**Objective**
Pick out every line in the items below that contains the string "stripe", and copy each one. Case counts.

**Records supplied**
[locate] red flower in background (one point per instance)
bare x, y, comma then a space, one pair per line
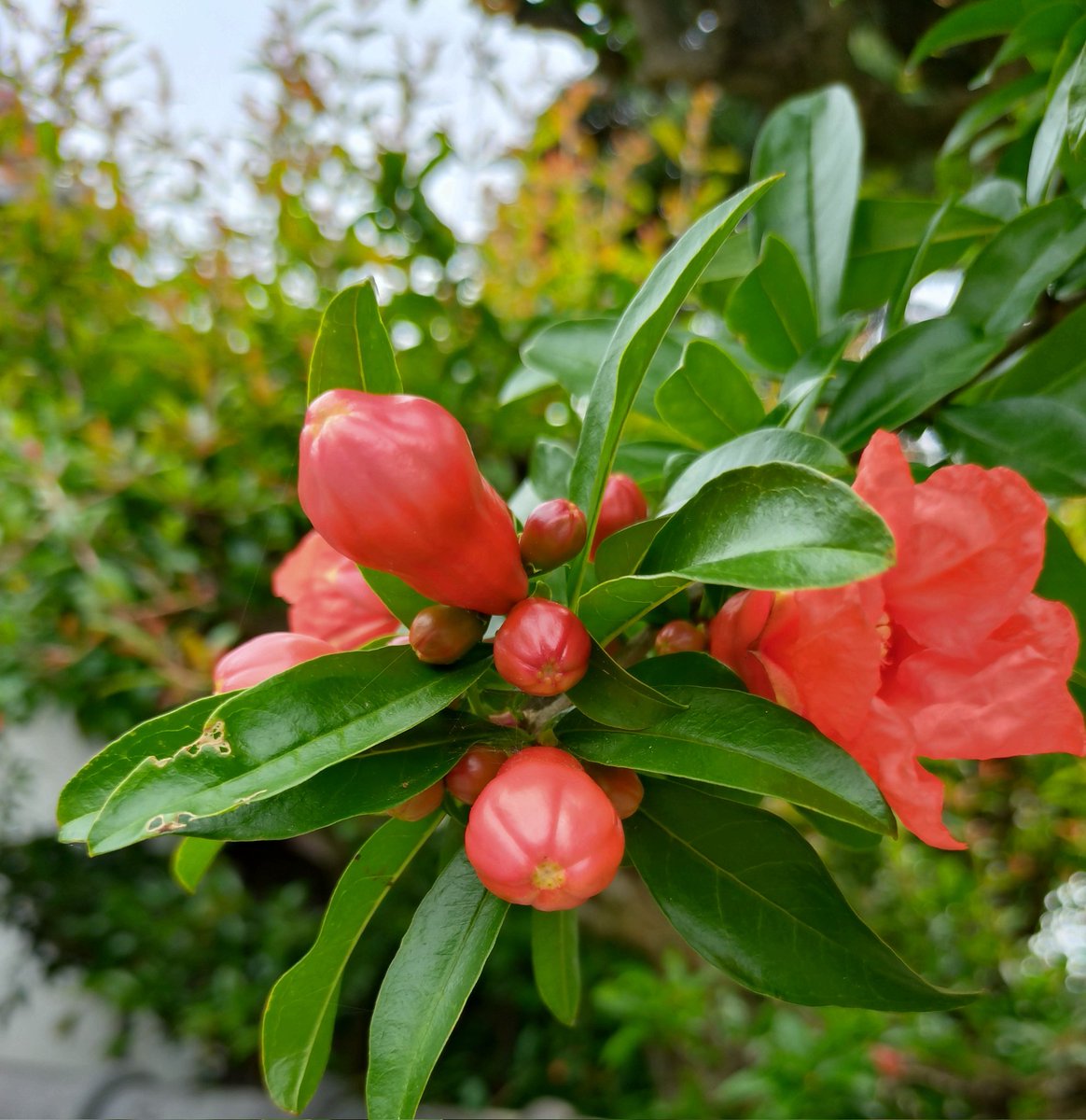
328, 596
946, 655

...

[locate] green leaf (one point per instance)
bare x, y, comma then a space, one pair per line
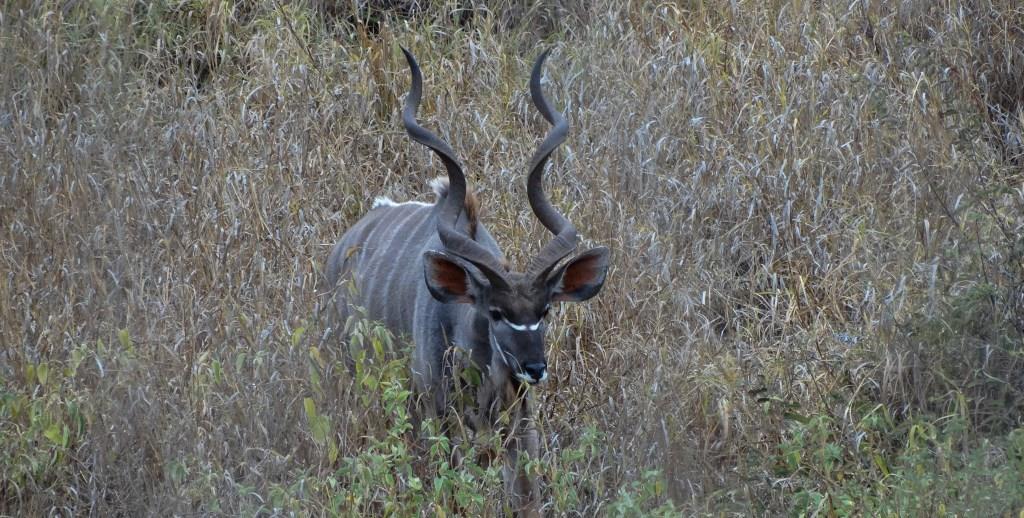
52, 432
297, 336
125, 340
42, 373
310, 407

...

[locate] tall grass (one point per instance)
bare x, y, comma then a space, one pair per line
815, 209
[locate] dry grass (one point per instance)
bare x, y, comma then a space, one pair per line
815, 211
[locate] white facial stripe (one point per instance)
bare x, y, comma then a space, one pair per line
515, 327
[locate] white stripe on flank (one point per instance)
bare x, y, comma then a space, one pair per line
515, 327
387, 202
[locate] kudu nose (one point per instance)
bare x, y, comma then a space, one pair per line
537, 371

**Reply**
[locate] white facial stripe (one point per instance)
[locate] white stripe on flank (one point per instance)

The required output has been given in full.